* PROBLEM DETAILS
Return the lines below that contain "trousers".
Segment Start: RECORDS FOR THIS TASK
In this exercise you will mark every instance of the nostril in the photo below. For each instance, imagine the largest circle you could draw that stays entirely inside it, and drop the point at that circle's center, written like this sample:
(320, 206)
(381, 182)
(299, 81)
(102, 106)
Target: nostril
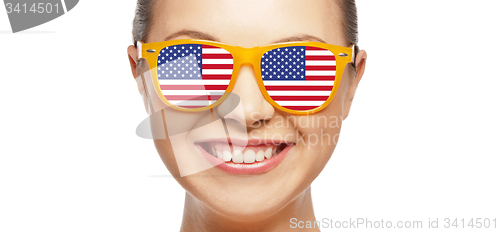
(260, 122)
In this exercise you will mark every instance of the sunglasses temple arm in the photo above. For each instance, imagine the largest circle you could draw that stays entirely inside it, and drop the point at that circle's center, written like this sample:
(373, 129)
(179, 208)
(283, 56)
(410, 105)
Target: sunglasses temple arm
(139, 50)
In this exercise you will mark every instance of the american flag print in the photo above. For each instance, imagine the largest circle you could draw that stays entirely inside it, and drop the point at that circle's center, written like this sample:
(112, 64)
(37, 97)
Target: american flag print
(194, 75)
(299, 77)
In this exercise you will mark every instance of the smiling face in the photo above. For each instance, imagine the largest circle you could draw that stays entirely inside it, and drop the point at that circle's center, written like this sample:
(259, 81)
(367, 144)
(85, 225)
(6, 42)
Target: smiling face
(273, 156)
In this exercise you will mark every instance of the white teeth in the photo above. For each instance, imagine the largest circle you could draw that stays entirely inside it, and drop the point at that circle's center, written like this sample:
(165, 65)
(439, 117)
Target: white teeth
(249, 156)
(237, 157)
(240, 155)
(268, 153)
(259, 156)
(219, 154)
(226, 156)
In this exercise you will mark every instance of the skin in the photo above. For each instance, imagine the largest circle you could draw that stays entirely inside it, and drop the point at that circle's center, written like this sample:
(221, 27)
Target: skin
(216, 200)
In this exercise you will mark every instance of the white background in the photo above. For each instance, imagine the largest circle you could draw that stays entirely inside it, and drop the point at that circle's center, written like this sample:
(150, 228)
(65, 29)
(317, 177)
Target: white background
(422, 139)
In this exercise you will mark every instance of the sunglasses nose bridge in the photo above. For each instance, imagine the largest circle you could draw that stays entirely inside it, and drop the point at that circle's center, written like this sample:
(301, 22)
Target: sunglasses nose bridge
(245, 56)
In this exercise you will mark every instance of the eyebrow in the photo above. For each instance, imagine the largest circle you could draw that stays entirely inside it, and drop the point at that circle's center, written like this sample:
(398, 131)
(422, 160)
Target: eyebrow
(205, 36)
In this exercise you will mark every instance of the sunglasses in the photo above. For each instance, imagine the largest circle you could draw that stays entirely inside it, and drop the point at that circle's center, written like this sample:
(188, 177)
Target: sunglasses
(197, 75)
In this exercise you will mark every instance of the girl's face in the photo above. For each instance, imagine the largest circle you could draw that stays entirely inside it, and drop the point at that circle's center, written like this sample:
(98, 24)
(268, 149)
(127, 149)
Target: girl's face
(309, 140)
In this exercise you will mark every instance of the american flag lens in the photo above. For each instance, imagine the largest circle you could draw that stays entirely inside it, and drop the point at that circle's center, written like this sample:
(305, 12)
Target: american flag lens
(194, 75)
(299, 77)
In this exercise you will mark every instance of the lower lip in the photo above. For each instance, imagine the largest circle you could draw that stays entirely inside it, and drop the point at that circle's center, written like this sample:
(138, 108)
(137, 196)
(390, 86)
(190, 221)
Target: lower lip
(247, 169)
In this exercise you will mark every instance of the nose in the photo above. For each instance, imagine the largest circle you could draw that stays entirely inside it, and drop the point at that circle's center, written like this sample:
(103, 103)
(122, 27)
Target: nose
(255, 107)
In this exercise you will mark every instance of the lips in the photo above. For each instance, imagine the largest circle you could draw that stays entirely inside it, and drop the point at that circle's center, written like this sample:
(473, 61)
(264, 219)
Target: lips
(237, 158)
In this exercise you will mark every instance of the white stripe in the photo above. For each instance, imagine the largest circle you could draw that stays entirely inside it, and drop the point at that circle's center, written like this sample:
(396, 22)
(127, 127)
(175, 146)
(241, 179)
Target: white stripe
(191, 103)
(217, 61)
(193, 92)
(214, 51)
(319, 53)
(300, 103)
(321, 62)
(304, 83)
(193, 82)
(63, 4)
(218, 71)
(320, 73)
(299, 93)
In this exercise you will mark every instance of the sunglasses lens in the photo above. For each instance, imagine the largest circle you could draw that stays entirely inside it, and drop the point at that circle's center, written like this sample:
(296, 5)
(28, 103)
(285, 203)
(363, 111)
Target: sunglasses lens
(194, 75)
(299, 77)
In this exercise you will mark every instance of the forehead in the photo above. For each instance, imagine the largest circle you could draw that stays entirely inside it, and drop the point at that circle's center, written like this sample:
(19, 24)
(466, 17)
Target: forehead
(248, 23)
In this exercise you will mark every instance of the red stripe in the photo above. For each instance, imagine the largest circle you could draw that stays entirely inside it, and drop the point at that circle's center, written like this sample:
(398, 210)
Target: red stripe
(299, 98)
(301, 107)
(191, 107)
(208, 46)
(216, 77)
(309, 57)
(217, 66)
(193, 87)
(314, 48)
(192, 97)
(299, 88)
(321, 68)
(320, 78)
(217, 56)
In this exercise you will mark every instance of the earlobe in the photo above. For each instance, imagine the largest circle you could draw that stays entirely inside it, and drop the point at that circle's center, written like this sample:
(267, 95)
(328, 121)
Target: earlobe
(360, 65)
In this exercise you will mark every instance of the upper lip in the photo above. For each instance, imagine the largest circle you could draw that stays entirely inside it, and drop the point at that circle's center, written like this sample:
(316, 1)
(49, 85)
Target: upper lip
(244, 142)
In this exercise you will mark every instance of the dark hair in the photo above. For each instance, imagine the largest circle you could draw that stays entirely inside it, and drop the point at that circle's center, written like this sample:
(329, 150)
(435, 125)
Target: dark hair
(144, 12)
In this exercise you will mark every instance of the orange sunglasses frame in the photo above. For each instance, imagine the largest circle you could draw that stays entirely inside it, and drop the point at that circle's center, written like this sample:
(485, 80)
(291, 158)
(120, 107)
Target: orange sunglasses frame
(243, 55)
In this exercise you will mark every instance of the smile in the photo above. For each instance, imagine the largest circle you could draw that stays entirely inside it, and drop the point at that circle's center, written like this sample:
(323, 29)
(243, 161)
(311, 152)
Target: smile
(250, 159)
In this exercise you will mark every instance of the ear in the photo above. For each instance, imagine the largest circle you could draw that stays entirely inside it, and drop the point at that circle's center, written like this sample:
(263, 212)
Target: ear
(132, 57)
(141, 86)
(354, 81)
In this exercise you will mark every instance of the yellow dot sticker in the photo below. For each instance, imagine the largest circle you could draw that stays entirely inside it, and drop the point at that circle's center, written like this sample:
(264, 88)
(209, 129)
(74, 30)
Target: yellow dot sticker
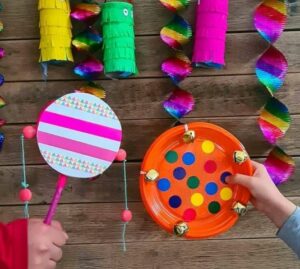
(226, 194)
(197, 199)
(208, 146)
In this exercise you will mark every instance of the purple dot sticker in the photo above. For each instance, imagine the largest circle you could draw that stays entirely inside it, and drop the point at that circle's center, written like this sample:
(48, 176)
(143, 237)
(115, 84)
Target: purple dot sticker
(188, 158)
(175, 201)
(211, 188)
(210, 167)
(224, 176)
(179, 173)
(163, 184)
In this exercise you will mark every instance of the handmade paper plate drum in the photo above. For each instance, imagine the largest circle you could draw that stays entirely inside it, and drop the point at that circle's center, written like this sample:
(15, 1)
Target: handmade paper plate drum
(79, 135)
(183, 184)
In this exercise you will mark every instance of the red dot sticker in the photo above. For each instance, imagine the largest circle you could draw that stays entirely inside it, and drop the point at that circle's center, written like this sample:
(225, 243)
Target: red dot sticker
(189, 214)
(210, 167)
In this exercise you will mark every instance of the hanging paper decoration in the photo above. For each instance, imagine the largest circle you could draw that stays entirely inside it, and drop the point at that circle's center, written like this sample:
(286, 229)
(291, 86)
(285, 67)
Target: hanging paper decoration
(118, 40)
(2, 80)
(119, 58)
(271, 69)
(210, 33)
(176, 34)
(88, 42)
(55, 32)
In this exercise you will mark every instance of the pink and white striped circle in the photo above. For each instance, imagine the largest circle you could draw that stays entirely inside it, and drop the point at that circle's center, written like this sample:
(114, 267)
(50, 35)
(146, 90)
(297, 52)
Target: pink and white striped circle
(79, 135)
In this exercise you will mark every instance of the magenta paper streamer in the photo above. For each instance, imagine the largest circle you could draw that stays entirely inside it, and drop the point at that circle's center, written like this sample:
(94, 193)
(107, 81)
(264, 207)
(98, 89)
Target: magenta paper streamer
(210, 33)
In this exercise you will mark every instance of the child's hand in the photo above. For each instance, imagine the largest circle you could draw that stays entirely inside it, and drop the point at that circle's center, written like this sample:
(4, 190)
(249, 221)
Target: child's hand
(265, 195)
(44, 244)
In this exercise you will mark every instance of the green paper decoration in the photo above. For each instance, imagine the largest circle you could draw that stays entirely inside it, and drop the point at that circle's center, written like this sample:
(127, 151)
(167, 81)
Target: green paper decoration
(118, 39)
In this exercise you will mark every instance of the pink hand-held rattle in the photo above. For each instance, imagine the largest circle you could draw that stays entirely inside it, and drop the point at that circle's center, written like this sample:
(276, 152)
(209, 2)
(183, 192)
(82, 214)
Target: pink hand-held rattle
(210, 33)
(79, 136)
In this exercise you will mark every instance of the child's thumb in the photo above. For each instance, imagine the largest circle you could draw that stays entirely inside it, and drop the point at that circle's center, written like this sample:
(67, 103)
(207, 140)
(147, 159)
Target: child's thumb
(239, 179)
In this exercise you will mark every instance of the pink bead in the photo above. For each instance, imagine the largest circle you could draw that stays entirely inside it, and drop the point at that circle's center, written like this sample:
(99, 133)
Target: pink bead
(25, 195)
(126, 215)
(121, 156)
(29, 132)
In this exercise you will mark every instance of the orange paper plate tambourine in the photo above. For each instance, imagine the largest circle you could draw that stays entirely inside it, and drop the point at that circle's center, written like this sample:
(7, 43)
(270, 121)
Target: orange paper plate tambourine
(183, 184)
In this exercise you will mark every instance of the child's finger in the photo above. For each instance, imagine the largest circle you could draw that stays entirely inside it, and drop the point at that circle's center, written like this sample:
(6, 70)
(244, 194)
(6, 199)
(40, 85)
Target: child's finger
(240, 179)
(56, 224)
(51, 264)
(59, 238)
(55, 253)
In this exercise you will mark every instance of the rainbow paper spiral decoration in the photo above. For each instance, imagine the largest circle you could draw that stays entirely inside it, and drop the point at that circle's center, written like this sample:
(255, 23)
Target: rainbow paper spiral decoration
(271, 69)
(55, 32)
(118, 40)
(210, 33)
(175, 35)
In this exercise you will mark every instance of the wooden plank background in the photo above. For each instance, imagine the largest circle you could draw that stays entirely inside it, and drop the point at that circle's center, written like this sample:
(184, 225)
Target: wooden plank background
(90, 211)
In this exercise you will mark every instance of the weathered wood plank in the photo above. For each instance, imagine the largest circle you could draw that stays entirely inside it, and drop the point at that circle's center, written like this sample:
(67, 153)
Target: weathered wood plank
(103, 220)
(208, 254)
(21, 21)
(242, 52)
(108, 187)
(132, 99)
(139, 134)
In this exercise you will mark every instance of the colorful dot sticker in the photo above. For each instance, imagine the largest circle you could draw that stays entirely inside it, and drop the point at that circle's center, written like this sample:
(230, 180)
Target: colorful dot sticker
(226, 194)
(163, 184)
(224, 175)
(208, 147)
(193, 182)
(188, 158)
(211, 188)
(175, 201)
(171, 156)
(189, 214)
(179, 173)
(210, 167)
(197, 199)
(214, 207)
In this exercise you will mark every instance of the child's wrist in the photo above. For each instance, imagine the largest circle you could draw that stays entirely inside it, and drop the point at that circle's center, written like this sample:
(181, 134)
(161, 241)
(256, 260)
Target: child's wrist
(279, 211)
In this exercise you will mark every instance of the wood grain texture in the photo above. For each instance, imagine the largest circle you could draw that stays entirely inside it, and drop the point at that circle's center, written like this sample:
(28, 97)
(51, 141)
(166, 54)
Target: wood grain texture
(214, 96)
(150, 16)
(139, 134)
(242, 51)
(90, 211)
(83, 221)
(225, 254)
(108, 187)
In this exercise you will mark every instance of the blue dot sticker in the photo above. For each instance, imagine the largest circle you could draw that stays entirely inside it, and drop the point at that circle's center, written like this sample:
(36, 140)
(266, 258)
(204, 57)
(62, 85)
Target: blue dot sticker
(163, 184)
(224, 175)
(188, 158)
(179, 173)
(175, 201)
(211, 188)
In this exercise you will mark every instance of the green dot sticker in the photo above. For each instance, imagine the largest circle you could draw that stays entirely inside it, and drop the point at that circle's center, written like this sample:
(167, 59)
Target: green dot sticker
(214, 207)
(193, 182)
(171, 156)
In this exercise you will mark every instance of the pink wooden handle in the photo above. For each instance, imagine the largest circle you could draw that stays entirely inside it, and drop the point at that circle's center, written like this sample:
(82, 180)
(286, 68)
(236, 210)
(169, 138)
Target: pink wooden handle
(61, 183)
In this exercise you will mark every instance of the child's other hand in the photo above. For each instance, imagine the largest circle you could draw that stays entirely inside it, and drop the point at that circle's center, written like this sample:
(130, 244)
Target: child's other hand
(265, 195)
(44, 244)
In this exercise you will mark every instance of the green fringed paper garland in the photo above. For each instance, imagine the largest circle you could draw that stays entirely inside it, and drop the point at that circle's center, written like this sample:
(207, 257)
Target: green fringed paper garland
(118, 39)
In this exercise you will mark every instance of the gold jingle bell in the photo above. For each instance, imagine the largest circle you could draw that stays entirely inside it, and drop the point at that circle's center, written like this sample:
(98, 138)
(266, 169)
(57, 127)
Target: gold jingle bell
(181, 228)
(189, 136)
(240, 156)
(152, 175)
(240, 209)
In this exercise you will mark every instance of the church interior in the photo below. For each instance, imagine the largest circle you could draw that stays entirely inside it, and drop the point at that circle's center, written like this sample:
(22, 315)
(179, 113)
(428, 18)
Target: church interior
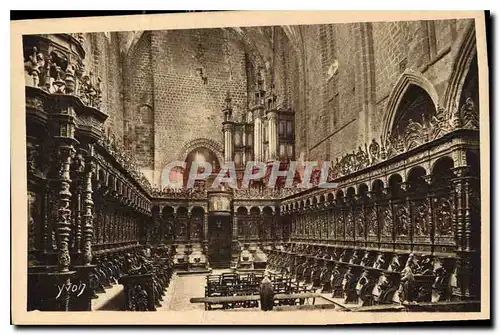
(392, 106)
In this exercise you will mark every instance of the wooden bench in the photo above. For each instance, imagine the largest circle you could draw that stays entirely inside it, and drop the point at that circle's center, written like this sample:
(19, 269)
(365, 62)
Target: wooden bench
(209, 301)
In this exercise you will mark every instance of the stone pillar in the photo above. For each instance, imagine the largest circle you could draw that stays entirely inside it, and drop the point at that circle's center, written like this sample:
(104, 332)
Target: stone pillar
(65, 141)
(257, 134)
(205, 233)
(273, 137)
(228, 141)
(468, 285)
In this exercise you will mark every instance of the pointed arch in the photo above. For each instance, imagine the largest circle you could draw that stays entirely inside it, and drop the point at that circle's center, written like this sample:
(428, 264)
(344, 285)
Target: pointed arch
(463, 59)
(408, 77)
(213, 145)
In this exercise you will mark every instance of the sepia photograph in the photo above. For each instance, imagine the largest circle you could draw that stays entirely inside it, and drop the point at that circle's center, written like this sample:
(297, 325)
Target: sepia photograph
(247, 167)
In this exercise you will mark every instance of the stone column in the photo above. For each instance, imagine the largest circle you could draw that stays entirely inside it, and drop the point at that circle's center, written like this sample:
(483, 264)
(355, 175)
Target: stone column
(205, 233)
(88, 206)
(273, 137)
(257, 133)
(228, 141)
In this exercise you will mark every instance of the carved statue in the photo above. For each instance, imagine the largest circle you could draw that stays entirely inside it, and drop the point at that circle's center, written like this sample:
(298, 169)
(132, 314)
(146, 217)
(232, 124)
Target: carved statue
(443, 218)
(469, 114)
(422, 220)
(402, 221)
(374, 150)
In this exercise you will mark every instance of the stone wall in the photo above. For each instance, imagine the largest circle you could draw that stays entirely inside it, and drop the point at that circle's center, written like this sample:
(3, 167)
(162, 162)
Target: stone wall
(337, 79)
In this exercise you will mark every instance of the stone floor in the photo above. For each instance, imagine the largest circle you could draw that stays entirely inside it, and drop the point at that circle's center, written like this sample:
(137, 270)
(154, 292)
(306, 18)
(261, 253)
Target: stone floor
(181, 289)
(184, 287)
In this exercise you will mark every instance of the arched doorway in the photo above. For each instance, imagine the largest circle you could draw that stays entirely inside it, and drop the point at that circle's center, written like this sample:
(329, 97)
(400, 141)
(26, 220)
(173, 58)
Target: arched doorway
(201, 155)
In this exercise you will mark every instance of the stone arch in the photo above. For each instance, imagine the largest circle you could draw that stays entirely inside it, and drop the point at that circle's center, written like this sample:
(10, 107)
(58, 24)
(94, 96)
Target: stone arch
(215, 146)
(408, 77)
(463, 58)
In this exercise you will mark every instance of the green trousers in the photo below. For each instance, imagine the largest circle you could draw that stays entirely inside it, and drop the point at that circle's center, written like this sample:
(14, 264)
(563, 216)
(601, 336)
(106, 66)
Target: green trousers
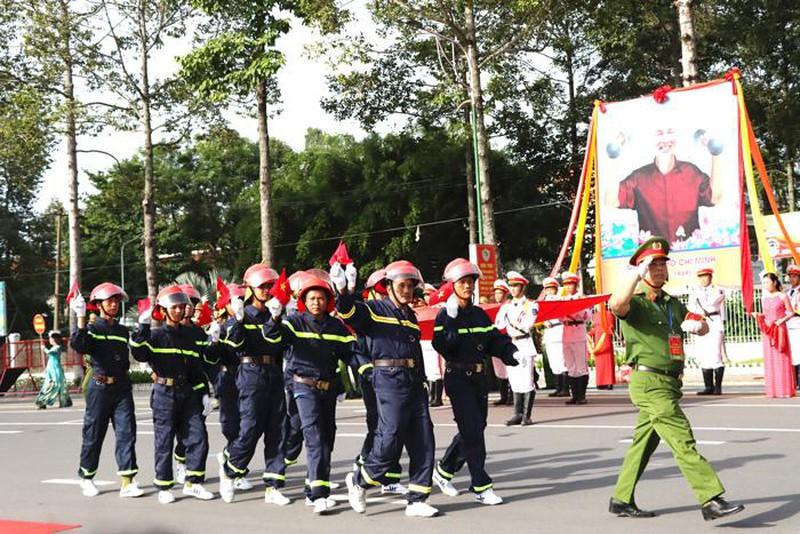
Segment End: RECORDS FOR THIS TASK
* WRITTEN REPLY
In this exercise you will mark every instance of the green trousers in the photo below. For each instance, imagine the largest circle you could draw that stays entirely inside it, and drop the point at that circle's center, written like this sample:
Target: green trousers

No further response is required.